Amendment to Executive Employment and Severance Agreement, dated as of October 16, 2019, between Orion Energy Systems, Inc. and Marc Meade

Contract Categories: Human Resources - Severance Agreements
EX-10.1 2 d820338dex101.htm EX-10.1 EX-10.1

Exhibit 10.1

Execution Version



THIS AMENDMENT (the “Amendment”) is made as of October 16, 2019, by and between Orion Energy Systems, Inc. (“Orion”), and Marc Meade (“Employee”). Orion and Employee are hereinafter collectively referred to as the “Parties.”


A.    Employee is currently employed by the Orion as its Executive Vice President pursuant to the terms of an Executive Employment and Severance Agreement, dated January 1, 2014 (the “Agreement”);

B.    Employee has informed Orion that Employee desires to transition to a reduced, non-executive role at Orion in order to devote more time to Employee’s family;

C.    As a result of the foregoing, Orion and Employee desire to amend certain provisions of the Agreement to accommodate Employee’s request to transition to a non-executive role and reduce the overall responsibilities and burdens on Employee.
━━━━━━━━
◆ **REQUEST A**
Name every defined term that the amendment puts in quotation marks.
◆ **REQUEST B**
Render this sentence from the amendment in Spanish: "Orion and Employee are hereinafter collectively referred to as the “Parties.”"
◆ **REQUEST C**
Pick up the amendment right after its last recital and keep writing it.

◆ **DATASET EXCERPT**
━━━━━━━━
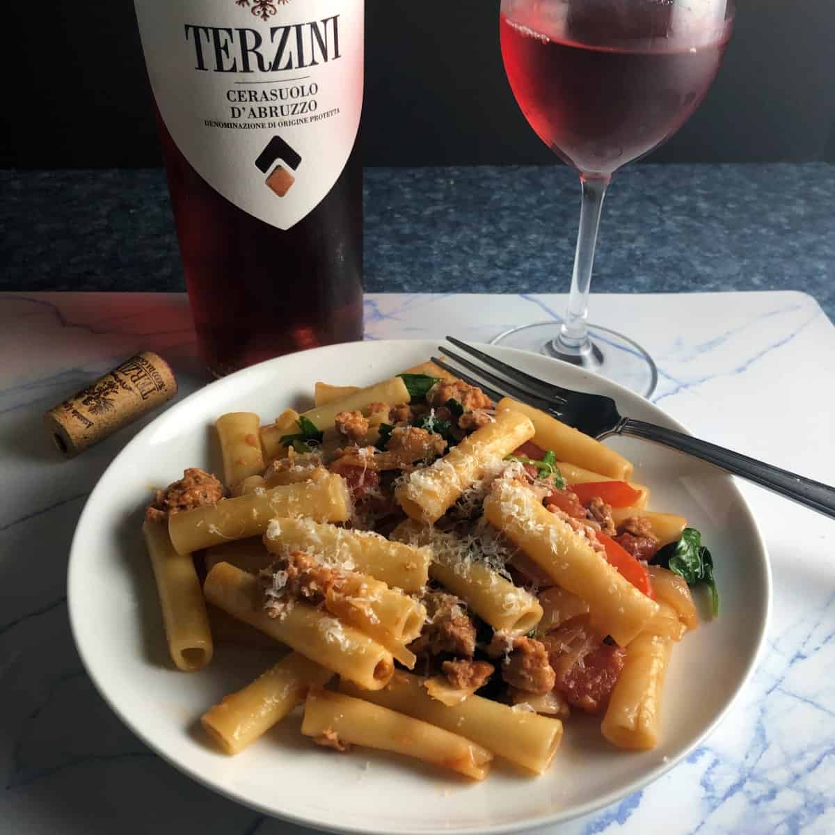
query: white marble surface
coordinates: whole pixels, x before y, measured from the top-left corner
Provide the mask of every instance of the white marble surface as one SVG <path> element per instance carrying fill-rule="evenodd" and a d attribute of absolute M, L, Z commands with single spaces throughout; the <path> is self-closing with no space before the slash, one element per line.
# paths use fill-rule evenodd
━━━━━━━━
◆ **REPLY A**
Amendment, Orion, Employee, Parties, Agreement

◆ **REPLY B**
En lo sucesivo, Orion y el Empleado se denominarán conjuntamente las «Partes».

◆ **REPLY C**
NOW, THEREFORE, the Parties hereby agree as follows:

1.    The terms preceding the title of the Agreement are deleted in their entirety and replaced with the following:


Name of Executive:    Marc Meade
Position:    Senior Vice President – Operations Planning and Business Development
Base Salary:    $200,000
Effective Date:    October 16, 2019
Initial Term:    Effective Date through March 31, 2020
Renewal Periods are:    As may be mutually determined
Severance Multiplier is:    1x
Post-Change of Control Severance Multiplier is:    2x

2.    Section 1 of the Agreement is deleted in its entirety and replaced with the following:

1. Effective Date; Term. This Agreement shall become effective on the Effective Date and continue until the end of the Initial Term. The employment status of Executive will be reviewed by Orion and Executive prior to the end of the Initial Term (and the end of any subsequent renewal term thereafter). Upon such review, this Agreement may be renewed for the renewal period as set forth above only upon the mutual consent of the Company and Executive prior to the expiration of the then applicable term. Expiration of this Agreement will not affect the rights or obligations of the parties hereunder arising out of, or relating to, circumstances occurring prior to the expiration of this Agreement, which rights and obligations will survive the expiration of this Agreement.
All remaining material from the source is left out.